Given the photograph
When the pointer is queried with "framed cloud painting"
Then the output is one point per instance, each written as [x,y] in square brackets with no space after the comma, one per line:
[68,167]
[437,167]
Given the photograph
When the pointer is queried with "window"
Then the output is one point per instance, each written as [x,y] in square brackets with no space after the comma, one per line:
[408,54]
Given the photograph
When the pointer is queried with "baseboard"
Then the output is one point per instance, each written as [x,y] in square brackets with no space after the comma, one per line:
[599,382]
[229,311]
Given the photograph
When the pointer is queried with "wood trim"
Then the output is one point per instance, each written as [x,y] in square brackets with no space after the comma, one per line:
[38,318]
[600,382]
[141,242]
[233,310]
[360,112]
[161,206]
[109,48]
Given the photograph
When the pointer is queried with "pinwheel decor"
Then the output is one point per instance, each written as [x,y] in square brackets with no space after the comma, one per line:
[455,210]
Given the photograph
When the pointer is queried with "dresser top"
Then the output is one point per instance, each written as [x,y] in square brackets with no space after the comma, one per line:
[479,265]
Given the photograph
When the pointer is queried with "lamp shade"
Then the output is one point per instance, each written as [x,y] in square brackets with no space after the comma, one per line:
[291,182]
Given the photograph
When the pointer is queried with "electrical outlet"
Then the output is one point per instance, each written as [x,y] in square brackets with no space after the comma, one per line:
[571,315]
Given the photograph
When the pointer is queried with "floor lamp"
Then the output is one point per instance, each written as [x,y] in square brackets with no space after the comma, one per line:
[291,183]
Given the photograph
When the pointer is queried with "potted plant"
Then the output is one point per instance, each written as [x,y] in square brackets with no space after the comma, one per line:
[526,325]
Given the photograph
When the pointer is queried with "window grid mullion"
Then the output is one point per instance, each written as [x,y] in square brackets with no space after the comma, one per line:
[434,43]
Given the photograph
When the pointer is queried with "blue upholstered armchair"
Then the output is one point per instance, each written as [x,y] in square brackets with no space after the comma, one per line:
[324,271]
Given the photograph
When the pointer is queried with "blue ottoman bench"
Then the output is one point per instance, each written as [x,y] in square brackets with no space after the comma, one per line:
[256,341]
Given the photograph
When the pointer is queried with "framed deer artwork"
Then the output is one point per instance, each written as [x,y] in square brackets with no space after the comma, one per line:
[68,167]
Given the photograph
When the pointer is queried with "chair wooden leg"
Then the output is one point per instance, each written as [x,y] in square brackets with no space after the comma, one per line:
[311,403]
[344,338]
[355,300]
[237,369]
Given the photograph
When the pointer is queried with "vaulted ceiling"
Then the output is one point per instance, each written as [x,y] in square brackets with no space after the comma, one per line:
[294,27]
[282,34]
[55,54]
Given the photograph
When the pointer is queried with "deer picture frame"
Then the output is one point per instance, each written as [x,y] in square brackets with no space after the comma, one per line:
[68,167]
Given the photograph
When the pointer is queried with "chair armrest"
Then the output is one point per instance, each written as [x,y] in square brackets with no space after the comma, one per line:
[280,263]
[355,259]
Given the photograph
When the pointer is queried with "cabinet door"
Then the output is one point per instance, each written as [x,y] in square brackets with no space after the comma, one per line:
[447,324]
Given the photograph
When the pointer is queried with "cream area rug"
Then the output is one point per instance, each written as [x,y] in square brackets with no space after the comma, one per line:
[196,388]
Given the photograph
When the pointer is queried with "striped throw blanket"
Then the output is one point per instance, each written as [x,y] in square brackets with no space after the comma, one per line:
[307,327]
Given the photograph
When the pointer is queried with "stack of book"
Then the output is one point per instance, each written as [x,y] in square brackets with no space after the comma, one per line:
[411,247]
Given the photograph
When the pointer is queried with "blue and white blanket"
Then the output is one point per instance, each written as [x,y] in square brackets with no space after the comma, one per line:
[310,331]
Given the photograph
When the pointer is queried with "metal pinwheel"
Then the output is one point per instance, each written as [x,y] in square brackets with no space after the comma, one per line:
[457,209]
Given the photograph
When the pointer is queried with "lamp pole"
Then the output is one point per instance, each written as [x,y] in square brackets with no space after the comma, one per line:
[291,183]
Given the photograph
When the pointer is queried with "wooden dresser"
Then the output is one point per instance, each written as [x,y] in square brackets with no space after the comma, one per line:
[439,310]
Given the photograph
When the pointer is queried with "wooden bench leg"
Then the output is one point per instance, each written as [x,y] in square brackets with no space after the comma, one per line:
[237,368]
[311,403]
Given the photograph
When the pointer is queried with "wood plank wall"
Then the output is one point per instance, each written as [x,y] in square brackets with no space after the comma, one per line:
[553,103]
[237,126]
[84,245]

────────────────

_YOUR TASK:_ What is needed is an exact transcription of all the data.

_SOLVED EXERCISE:_
Given the photograph
When the pointer is queried with "framed cloud painting"
Then the output is one point per instance, each written as [x,y] in square brackets with no space after the comma, one per line:
[68,167]
[437,167]
Given the photograph
When the pointer is queried with "window"
Then the output is one point per instance, each written as [x,y] in square brackets with no space after the comma, one per line:
[408,54]
Given the photograph
When the pointer is queried with "baseboard"
Then the output is one point per instance, each written as [x,y] in square brackets with no space after the comma, one per line:
[599,382]
[229,311]
Given the photograph
When the pointer is queried with "wood trim"
Then the output is one point per instance, each written as [x,y] in square brackets with no space after the comma, one per line:
[38,318]
[600,382]
[141,242]
[233,310]
[360,112]
[161,206]
[109,48]
Given the photograph
When the pointer is queried with "pinwheel decor"
Then the output is one point per instance, each written as [x,y] in square brackets with no space after the comma, one per line:
[455,210]
Given the photograph
When the pointer is queried with "dresser top"
Then the output is one point per instance, each written as [x,y] in square brackets with no space after the comma, one per line:
[479,265]
Given the photograph
When the pointer is queried with "lamp shade"
Then the output is one point per instance, each written as [x,y] in square brackets with no space after the comma, one per line:
[291,182]
Given the photograph
When the pointer is queried with "electrical outlet"
Then the output is one point per instance, each written as [x,y] in square brackets with no space after the comma, one per line:
[571,315]
Given the photograph
When the pointer is queried with "floor lamp"
Then the output is one point per instance, each written as [x,y] in square brackets with no space after the comma, one per line:
[291,183]
Given the photograph
When the pointer is queried with "potted plant"
Then the output is one point per instance, each written as [x,y] in square brackets with no space after the comma, one per line:
[526,325]
Given the photograph
When the pointer is queried with "window grid mullion"
Then the output is one point per instance, each written as [x,y] in square brackets with no space after the comma, one per line:
[434,43]
Given the photograph
When the pointer is queried with "blue upholstered armchair"
Then the output is one point per instance, each written as [x,y] in square brackets with no space after the comma, one per line:
[324,271]
Given the photograph
When the pointer is queried with "blue ottoman bench"
Then the output is one point per instance, each written as [x,y] in square brackets with no space after the comma, one per line:
[256,341]
Given the photograph
When the pointer is queried with "framed deer artwork"
Then the output is one point per instance, each written as [x,y] in square brackets with no space after the comma, one per line:
[68,167]
Given the photograph
When the pointer is queried with "chair wooden leg"
Then the output is one point per instance, each written as [x,y] in square brackets with no space after the comma, one per line:
[311,403]
[344,338]
[355,300]
[237,369]
Given the photograph
When the pointer is queried with "vaulted ceiling"
Then the output is one point per instance, each written as [x,y] in square brackets with no space after the comma, one per line:
[294,27]
[282,34]
[55,54]
Given the photograph
When the pointer is queried with "deer picture frame"
Then the output is one point per instance, each written as [x,y] in square brackets with no space after the comma, one per line:
[68,167]
Given the photograph
When the pointer is queried with "chair armrest"
Then the output is one point per instance, each written as [x,y] in square brackets with no space after the comma, one per line:
[280,263]
[355,259]
Given the photograph
When the pointer is queried with "cabinet door"
Then the output is one point per instance, each written as [x,y] in square brackets with no space after the comma, one per line:
[447,324]
Given the photograph
When the pointer is queried with "cream area rug"
Then the output is one point per instance, each written as [x,y] in square brackets with no space after the comma, one per line:
[196,388]
Given the photograph
When the pointer is queried with "striped throw blanket"
Then the output is one point per instance, each written as [x,y] in square brackets with no space after the comma, one per line:
[307,327]
Given the photograph
When the pointer is queried with "stack of book"
Then the output is one point per instance, each written as [x,y] in square brackets with no space after the comma, one per line:
[411,247]
Given the photograph
When the pointer is queried with "blue and white blanket"
Then the output is one point per instance, each written as [x,y] in square brackets with no space after the comma, one per line:
[310,331]
Given the photograph
When the pointer is queried with "metal pinwheel"
Then the output is one point per instance, each written as [x,y] in square brackets with no space after the comma, one per line:
[457,209]
Given the photograph
When the pointer is queried with "lamp pole"
Then the output is one point per instance, each written as [x,y] in square brackets with no space after the comma, one per line:
[291,183]
Given the photograph
When the pointer is queried with "wooden dresser"
Then the output is one point per instance, each written as [x,y] in square brackets with no space after the comma, one per line:
[439,310]
Given the photograph
When the pointer is queried with "wooden bench leg"
Then the output is one point per instance, each written as [x,y] in square brackets with no space after the comma, one per line:
[237,368]
[311,403]
Given the photograph
When the pointer is queried with "wood plank wall"
Then the output is one point per instance, each written as [x,y] in square brackets with no space after the comma, one per line:
[553,103]
[237,126]
[84,245]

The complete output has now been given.